I brought the loaves to NedSpace, and that was the end of that. Everyone loved Grand Central’s bread, everyone ate it. None left for the #1 fan, my husband. The thing about artisan bread is that it is best eaten on the day it is baked. I think that resonates in everyone’s mind, like the bell to Pavlov’s dogs. When someone see the word Grand Central, it’s like an instant message that comes into their minds that instructs them to immediately devour the fresh loaves.

Even Jimmy Stanley from NedSpace, a self-proclaimed anti-gluten paleo fan, devoured a few fresh slices of Campagnolo. It reminded him of the days when he used to live in Italy, and he proclaimed that these were the best Campagnolo outside of Italy. We live streamed this Breaking Bread experience on Facebook, so please check it out on our BAKERpedia Facebook page.

Grand loaves

I’ve not been to Italy, but I do know how to judge a loaf by its taste. The three breads I received today were Campagnolo – a hearty and mild sweet (from a touch of honey), rugged country-style loaf combining coarse wheat and rye flour and a mix of eight whole grains; Multigrain whole wheat – a hearty loaf in the style of German breads, with a great mouthful of chunky grains in every bite; and Peasant Levain Boule – a gorgeous loaf with a dark crust and distinctive tang.

The multi-grain whole wheat loaf.

The multi-grain whole wheat loaf.

I loved the Peasant Levain Boule the best because it had an incredible chewy crust with a very moist and resilient crumb. Best of all, it was made from stone-ground whole wheat flour and rye meal.  Bread fans, have I made you hungry yet?

The sourdough technique that Grand Central Baking Company® uses is close to a 17 hour ferment. That means that all their breads will have a distinct light sour taste and a resilient chew to it. The slices from these breads were very dense, so I didn’t need to eat too many slices.

[Records excerpted from a collection]
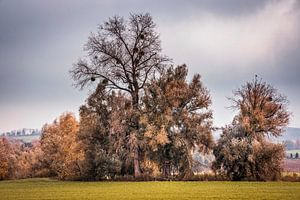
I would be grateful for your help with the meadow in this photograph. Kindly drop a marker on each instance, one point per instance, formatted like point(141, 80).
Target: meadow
point(53, 189)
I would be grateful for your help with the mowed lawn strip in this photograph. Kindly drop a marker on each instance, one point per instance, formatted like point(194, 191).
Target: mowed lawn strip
point(51, 189)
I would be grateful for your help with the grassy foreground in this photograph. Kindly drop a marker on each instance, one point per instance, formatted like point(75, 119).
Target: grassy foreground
point(51, 189)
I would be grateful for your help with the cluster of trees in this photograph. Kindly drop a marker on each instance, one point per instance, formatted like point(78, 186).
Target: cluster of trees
point(144, 118)
point(18, 160)
point(243, 151)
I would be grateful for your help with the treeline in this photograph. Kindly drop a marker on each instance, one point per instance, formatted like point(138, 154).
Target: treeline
point(144, 119)
point(175, 122)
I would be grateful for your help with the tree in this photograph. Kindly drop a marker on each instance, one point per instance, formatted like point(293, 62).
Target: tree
point(104, 134)
point(242, 152)
point(5, 167)
point(241, 158)
point(124, 55)
point(262, 110)
point(61, 150)
point(176, 119)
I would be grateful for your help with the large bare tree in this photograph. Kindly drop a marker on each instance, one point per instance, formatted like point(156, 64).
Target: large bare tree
point(124, 55)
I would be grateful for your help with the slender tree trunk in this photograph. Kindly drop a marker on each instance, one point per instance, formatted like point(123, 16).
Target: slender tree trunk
point(188, 171)
point(136, 159)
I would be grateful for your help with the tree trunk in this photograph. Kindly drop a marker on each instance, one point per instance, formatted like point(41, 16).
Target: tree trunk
point(136, 160)
point(188, 172)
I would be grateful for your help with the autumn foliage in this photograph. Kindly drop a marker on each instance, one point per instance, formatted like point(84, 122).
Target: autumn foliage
point(145, 119)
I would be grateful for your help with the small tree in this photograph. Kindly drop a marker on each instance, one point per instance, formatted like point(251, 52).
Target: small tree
point(60, 148)
point(242, 152)
point(124, 55)
point(177, 119)
point(262, 110)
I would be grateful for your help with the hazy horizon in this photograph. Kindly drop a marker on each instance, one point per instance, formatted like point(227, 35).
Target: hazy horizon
point(226, 42)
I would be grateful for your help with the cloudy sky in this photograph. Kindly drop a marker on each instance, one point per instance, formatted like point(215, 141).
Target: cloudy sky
point(227, 42)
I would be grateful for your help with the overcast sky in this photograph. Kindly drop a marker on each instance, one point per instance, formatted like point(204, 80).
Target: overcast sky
point(227, 42)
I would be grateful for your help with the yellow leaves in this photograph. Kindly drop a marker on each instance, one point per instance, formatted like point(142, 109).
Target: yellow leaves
point(156, 137)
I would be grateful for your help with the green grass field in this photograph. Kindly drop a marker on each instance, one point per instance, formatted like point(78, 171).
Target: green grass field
point(51, 189)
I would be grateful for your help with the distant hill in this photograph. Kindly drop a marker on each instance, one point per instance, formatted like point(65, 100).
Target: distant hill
point(24, 135)
point(290, 134)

## TASKS TO PERFORM
1. Reproduce the Grand Central bread post from "Even Jimmy Stanley" to "BAKERpedia Facebook page.".
2. Decide whether each statement agrees with the Grand Central bread post. Answer yes or no, and quote the deciding words.
(a) The Campagnolo gets its mild sweetness from a touch of honey.
(b) The sourdough ferment the bakery uses lasts about 24 hours.
(c) Jimmy Stanley declared these the best Campagnolo outside of Italy.
3. Condense the paragraph of the Grand Central bread post that begins "I’ve not been to Italy" into a list of the breads received, keeping each bread's main features.

## COMPLETED EXERCISE
1.
Even Jimmy Stanley from NedSpace, a self-proclaimed anti-gluten paleo fan, devoured a few fresh slices of Campagnolo. It reminded him of the days when he used to live in Italy, and he proclaimed that these were the best Campagnolo outside of Italy. We live streamed this Breaking Bread experience on Facebook, so please check it out on our BAKERpedia Facebook page.

2.
(a) Yes: "a hearty and mild sweet (from a touch of honey)"
(b) No: "close to a 17 hour ferment"
(c) Yes: "he proclaimed that these were the best Campagnolo outside of Italy"

3.
- Campagnolo: a hearty, rugged country-style loaf, mildly sweet from a touch of honey, made with coarse wheat and rye flour and a mix of eight whole grains.
- Multigrain whole wheat: a hearty German-style loaf with chunky grains in every bite.
- Peasant Levain Boule: a loaf with a dark crust and a distinctive tang.